__Objective__. Pick out every line of the records that contains the word "item", and copy each such line.

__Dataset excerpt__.
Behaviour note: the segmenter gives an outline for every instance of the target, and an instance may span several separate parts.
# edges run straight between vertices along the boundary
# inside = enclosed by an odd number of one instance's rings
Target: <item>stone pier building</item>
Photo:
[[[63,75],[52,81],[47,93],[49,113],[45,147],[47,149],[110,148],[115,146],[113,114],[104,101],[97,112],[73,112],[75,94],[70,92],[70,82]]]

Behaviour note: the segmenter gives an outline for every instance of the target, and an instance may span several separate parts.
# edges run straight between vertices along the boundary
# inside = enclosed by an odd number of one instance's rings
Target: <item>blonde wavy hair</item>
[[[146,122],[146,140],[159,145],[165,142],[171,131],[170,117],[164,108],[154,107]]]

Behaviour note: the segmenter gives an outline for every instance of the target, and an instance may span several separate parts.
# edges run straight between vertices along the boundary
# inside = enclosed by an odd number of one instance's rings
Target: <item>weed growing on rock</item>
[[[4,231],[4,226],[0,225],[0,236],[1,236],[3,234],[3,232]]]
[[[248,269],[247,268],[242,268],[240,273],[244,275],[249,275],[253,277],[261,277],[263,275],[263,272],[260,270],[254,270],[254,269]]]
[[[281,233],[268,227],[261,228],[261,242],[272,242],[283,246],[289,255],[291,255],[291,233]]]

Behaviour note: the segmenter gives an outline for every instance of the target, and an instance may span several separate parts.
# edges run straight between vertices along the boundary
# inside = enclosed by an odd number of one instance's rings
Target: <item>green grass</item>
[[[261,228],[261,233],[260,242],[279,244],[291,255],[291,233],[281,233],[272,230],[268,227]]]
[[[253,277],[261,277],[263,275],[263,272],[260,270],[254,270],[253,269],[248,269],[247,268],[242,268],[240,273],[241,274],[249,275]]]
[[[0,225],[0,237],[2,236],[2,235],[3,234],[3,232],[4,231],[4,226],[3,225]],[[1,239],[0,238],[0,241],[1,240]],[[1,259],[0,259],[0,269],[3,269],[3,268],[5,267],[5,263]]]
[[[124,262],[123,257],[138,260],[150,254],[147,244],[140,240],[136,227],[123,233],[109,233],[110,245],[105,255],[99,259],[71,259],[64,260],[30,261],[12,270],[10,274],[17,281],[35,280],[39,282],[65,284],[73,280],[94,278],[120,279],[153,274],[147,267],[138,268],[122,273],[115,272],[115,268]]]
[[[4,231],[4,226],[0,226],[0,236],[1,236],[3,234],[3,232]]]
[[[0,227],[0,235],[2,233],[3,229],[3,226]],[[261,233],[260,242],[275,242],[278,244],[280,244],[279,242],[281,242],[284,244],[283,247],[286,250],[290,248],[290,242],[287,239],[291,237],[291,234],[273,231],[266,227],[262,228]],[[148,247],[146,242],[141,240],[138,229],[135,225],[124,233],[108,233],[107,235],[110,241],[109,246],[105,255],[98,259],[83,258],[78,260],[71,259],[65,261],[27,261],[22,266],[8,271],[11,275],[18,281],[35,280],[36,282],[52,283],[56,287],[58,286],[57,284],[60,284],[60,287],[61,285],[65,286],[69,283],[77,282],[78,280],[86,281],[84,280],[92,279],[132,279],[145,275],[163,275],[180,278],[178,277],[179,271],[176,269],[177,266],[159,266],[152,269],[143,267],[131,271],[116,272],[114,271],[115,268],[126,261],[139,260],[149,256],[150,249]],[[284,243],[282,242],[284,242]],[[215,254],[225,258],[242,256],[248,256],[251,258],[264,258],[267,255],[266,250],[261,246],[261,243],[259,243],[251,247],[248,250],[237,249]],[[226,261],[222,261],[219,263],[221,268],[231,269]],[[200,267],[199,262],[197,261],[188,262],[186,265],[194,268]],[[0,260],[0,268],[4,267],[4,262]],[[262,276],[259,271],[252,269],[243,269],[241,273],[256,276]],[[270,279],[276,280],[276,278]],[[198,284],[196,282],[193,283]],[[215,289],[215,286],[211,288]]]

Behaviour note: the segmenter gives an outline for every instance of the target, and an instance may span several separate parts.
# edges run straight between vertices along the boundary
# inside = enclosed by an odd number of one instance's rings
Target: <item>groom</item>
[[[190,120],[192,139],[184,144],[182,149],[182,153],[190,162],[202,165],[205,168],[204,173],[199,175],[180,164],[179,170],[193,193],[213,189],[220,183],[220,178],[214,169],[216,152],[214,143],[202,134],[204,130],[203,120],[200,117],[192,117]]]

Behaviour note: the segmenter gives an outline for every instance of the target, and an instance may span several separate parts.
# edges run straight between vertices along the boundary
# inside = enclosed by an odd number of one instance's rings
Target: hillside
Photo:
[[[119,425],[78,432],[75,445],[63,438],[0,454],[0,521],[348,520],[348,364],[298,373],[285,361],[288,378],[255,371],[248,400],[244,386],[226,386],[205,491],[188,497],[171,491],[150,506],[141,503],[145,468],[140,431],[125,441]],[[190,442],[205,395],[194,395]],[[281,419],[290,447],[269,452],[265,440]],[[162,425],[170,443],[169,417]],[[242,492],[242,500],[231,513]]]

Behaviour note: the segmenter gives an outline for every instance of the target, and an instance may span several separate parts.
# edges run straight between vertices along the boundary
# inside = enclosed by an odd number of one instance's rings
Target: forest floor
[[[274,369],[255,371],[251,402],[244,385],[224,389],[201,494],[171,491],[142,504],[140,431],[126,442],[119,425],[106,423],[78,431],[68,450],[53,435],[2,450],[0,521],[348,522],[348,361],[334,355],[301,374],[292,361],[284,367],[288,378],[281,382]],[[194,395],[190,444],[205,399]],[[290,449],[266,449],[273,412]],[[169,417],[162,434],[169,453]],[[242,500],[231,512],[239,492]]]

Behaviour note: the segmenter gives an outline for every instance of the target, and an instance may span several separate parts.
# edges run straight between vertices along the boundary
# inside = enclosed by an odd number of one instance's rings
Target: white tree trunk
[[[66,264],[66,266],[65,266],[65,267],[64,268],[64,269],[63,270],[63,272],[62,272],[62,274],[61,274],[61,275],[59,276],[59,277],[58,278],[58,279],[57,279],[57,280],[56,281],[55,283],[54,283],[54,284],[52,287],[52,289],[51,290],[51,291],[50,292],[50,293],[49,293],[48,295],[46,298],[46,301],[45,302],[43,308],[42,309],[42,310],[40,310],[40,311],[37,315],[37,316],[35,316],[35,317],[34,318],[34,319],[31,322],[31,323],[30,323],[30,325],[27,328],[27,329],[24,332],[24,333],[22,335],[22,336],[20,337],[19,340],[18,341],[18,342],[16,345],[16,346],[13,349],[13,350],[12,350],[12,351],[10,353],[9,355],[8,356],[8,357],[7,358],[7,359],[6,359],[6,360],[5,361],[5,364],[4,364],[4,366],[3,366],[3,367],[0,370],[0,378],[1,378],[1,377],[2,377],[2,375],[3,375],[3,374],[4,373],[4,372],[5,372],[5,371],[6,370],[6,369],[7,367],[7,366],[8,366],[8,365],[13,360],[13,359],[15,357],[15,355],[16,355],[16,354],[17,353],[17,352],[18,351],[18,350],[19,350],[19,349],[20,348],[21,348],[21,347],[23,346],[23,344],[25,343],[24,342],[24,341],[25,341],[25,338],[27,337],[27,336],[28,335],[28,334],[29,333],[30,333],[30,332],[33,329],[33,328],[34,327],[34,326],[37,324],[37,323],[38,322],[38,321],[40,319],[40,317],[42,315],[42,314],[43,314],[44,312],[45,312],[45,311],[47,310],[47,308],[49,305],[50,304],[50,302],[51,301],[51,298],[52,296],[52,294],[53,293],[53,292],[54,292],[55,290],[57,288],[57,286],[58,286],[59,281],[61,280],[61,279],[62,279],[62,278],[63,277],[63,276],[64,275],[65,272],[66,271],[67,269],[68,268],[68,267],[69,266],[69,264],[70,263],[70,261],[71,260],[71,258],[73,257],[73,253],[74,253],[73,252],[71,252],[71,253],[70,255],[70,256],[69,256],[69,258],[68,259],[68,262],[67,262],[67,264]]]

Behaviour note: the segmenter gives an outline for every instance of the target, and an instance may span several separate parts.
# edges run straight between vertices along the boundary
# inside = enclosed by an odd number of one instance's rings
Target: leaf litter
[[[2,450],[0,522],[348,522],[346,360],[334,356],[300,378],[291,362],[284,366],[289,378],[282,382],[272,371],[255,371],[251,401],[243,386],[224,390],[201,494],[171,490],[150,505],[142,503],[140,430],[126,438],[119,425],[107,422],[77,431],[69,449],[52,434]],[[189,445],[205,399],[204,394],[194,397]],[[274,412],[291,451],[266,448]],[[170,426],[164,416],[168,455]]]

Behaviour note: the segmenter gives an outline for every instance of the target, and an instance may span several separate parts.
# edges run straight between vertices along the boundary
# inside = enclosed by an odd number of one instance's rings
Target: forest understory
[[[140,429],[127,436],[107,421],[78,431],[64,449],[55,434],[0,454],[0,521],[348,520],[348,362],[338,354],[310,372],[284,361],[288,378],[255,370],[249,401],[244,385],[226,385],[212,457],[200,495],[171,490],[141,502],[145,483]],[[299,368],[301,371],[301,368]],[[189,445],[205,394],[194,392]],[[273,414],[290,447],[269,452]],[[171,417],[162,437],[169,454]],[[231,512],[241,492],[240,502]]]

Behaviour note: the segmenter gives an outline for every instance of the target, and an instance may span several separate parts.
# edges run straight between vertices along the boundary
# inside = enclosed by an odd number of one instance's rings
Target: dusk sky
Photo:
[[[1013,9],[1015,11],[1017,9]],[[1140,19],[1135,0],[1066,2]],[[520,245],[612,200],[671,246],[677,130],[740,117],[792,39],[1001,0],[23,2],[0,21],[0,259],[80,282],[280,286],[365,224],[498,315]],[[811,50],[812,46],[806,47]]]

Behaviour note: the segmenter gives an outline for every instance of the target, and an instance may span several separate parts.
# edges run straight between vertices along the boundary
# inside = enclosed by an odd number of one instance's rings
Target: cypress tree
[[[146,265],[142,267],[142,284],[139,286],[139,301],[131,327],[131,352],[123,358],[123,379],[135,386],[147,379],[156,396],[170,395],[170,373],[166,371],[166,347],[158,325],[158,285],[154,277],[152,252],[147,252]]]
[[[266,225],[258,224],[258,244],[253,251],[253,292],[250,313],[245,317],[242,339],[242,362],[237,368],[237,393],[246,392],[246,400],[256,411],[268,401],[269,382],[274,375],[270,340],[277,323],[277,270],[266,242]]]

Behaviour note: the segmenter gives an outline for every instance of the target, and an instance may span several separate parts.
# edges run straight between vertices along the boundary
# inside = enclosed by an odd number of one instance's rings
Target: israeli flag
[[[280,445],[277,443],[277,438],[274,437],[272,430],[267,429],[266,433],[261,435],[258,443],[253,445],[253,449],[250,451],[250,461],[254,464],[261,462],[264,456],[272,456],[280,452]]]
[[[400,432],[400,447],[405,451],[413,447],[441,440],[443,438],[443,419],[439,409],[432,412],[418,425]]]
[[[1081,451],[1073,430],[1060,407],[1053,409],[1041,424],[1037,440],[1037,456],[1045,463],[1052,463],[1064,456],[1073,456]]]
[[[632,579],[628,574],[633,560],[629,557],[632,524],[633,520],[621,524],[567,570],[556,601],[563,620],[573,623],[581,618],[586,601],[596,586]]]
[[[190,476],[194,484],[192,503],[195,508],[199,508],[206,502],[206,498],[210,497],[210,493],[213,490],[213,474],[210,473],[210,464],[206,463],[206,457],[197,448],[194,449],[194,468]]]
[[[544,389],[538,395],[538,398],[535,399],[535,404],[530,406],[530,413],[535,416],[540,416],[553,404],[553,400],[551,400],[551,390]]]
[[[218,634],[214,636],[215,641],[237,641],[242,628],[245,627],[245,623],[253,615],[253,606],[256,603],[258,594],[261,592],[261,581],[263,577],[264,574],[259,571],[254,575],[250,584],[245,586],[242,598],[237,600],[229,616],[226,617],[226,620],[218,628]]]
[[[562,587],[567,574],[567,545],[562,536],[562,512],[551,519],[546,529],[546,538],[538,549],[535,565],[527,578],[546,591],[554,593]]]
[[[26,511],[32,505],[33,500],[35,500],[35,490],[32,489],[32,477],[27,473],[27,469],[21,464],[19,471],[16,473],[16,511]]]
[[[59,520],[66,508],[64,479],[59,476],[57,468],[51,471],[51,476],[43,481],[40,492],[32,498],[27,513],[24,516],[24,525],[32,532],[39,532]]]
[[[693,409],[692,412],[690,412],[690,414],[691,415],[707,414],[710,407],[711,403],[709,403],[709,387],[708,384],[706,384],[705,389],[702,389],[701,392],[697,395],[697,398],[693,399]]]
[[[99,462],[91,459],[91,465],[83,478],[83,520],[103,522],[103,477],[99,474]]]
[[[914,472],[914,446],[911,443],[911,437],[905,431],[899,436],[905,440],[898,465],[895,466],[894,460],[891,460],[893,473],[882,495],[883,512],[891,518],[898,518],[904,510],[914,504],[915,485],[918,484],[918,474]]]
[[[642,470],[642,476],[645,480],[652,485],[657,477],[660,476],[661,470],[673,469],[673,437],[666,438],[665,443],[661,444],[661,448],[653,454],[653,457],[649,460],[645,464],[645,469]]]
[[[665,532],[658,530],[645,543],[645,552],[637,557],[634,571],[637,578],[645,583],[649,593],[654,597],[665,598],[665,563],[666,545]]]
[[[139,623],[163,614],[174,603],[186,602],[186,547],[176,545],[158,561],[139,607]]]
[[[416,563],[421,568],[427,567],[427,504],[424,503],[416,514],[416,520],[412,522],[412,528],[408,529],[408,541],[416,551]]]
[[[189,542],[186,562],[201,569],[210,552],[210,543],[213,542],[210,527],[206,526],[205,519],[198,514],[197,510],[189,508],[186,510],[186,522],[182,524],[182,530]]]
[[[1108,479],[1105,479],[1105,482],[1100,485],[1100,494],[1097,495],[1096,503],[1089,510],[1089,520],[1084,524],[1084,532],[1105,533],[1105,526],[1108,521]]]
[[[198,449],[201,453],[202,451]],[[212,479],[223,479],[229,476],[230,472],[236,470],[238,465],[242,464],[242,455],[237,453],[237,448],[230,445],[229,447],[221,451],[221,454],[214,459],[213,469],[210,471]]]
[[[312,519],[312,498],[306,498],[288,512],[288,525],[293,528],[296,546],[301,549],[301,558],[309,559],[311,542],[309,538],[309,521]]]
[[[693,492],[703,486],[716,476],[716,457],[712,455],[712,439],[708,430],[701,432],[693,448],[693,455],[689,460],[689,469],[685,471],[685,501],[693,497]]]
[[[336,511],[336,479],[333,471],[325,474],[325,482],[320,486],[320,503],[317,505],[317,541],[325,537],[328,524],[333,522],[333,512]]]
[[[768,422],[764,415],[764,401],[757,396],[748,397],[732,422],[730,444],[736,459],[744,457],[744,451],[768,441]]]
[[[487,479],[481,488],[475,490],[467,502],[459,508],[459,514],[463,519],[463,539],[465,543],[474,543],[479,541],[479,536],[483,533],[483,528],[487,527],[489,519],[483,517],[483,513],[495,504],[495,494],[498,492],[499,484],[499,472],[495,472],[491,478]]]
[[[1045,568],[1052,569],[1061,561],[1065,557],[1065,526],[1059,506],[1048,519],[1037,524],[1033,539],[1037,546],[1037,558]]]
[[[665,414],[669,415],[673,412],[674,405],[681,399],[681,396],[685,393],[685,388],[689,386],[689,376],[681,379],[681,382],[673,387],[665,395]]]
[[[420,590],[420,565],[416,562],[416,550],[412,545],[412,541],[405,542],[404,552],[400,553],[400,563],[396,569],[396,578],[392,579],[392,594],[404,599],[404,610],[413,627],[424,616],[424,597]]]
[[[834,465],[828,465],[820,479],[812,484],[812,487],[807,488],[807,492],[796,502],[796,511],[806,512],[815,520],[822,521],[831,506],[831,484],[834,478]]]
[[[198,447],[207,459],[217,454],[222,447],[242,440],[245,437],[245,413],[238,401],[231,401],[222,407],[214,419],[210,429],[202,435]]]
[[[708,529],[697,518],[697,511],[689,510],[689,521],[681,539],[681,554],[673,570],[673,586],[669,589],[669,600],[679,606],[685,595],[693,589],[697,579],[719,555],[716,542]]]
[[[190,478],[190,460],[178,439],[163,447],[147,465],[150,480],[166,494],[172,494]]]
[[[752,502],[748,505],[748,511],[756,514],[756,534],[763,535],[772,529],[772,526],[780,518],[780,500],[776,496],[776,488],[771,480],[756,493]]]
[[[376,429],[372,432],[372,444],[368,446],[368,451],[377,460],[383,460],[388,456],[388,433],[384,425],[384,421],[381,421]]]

__Complete response__.
Target: <item>stone pier building</item>
Target: <item>blonde wavy hair</item>
Target: <item>weed growing on rock</item>
Target: <item>green grass</item>
Target: <item>groom</item>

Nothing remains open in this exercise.